PASSAGE PROVIDED |
# Wok 99R The remedial class



## phatch (Mar 29, 2002)

Selecting a wok

There are lots of discussions about this out there so this will be a quick summary with some links to deeper discussions.

*Materia*l

Carbon steel or cast iron. These are the two authentic materials. As you season and use these pans, they become more and more non-stick. And this type of surface protects the wok from rust and functions well at the high temps of wok cooking.

For carbon steel woks, consider the thickness of the material. Ideally I've been told, an average person shouldn't be able to flex the wok when you press from the sides. I don't know about that as all woks I've seen for sale in carbon steel have been thin enough to flex without too much effort. All the same, choose one you can flex the least.

Chinese cast iron woks will be a thinner casting than a western cast iron wok. The historic woks of china were cast iron. The thin cast iron heats much like a modern carbon steel wok, but is more fragile than carbon steel or thicker cast iron.. The thicker western style cast iron takes more time to heat up and is still fragile. These cast iron woks are heavy and the food is not usually tossed in these through shaking the handle as you often see with the carbon steel woks.

For cast iron woks, you want to choose a smooth even casting. The smoothness of the cooking surface is more important than the other surfaces.

Stainless steel--even layered and clad stainless steel, aluminum, enamel coated, non-stick coatings are all poor choices for a wok.They stick and are fussy at the temperatures involved. While you may see Ming Tsai and other chefs cook with some of these on cooking shows, remember that the pan manufacturer is sponsoring the program and it's about product placement. In his restaurant, Ming Tsai uses carbon steel.

*Picking a handle*

Carbon steel woks usually have a handle protruding from one side and a loop assist handle on the other side. Some will have two loop handles. This reflects a historic regional variation in the cooking of China. Northern China usually has the stick type handle and Souther China the two loop handles. A Northern Chinese cooking technique ( called pau or bau ) includes tossing the food in the pan by means of the handle. Southern China doesn't. This distinction is more historic than modern however.

Most carbon steel woks have the stick handle. It can be wood but is more often metal. Check the attachment strength, There shouldn't be flex through the handle or attachment point. Even wood handles can get hot in wok cooking so expect to use a hot pad.

Now and then you'll see a vertical stick handle on a wok. I've never tried that particular kind of handle.

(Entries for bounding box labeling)
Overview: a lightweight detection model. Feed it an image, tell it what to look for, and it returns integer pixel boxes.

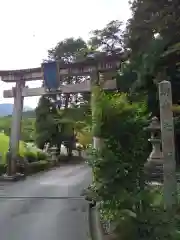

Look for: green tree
[35,96,61,149]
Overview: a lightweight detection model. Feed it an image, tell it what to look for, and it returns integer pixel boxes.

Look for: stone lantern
[145,117,163,180]
[50,146,58,165]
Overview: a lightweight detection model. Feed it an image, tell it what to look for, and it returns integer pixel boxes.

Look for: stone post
[159,81,177,209]
[9,80,25,175]
[91,72,102,150]
[145,117,163,181]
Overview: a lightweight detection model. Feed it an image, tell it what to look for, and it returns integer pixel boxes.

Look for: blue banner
[42,62,60,91]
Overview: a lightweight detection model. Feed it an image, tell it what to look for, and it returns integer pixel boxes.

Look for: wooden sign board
[59,61,120,76]
[0,68,43,82]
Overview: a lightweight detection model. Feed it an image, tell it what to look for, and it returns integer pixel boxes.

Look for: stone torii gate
[0,54,125,176]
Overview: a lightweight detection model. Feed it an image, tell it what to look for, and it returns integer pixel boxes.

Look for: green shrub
[24,152,37,163]
[37,151,48,161]
[27,160,50,174]
[0,164,7,176]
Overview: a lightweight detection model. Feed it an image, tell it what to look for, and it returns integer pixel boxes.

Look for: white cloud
[0,0,130,106]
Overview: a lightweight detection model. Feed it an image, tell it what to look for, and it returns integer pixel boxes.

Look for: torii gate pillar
[7,81,25,176]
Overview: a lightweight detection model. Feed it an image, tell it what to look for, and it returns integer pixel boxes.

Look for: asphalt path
[0,164,91,240]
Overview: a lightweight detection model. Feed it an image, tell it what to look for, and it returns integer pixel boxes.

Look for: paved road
[0,165,91,240]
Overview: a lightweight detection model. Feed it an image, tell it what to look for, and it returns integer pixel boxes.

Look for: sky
[0,0,130,108]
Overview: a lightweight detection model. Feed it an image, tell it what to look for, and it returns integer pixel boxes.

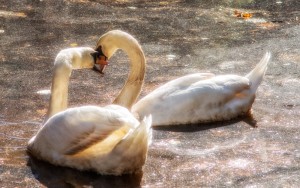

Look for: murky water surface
[0,0,300,187]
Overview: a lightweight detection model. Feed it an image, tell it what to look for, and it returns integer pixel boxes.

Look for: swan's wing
[29,105,138,158]
[136,75,250,125]
[102,115,152,173]
[132,73,214,114]
[149,73,215,95]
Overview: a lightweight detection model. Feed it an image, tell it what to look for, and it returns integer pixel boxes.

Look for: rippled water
[0,0,300,187]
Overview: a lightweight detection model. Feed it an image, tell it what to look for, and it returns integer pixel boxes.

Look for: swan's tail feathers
[246,52,271,94]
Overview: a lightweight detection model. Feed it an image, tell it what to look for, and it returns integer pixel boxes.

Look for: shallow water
[0,0,300,187]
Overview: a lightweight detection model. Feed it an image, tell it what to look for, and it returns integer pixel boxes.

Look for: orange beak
[96,55,108,74]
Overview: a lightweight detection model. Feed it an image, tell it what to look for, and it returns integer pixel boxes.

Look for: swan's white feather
[28,105,151,175]
[132,53,270,125]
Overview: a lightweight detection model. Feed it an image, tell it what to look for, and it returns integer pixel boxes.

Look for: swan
[27,30,152,175]
[132,52,271,126]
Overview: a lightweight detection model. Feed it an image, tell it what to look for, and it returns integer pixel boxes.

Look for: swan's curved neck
[46,59,72,120]
[113,47,145,110]
[97,31,146,110]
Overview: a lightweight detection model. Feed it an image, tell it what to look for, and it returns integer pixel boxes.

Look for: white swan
[28,31,152,175]
[132,52,271,126]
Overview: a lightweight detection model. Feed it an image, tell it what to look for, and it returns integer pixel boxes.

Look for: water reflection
[27,156,143,188]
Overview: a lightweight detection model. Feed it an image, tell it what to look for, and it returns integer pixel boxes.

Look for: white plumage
[28,31,152,175]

GOAL | Swap "summary" for "overview" and write out the wok selection post again, starting with "# Wok 99R The" and going on through "to deeper discussions.". These records have nothing to do with the wok selection post.

REPLY TO THE TASK |
# Wok 99R The remedial class



## phatch (Mar 29, 2002)

Selecting a wok

There are lots of discussions about this out there so this will be a quick overview with some links to deeper discussions.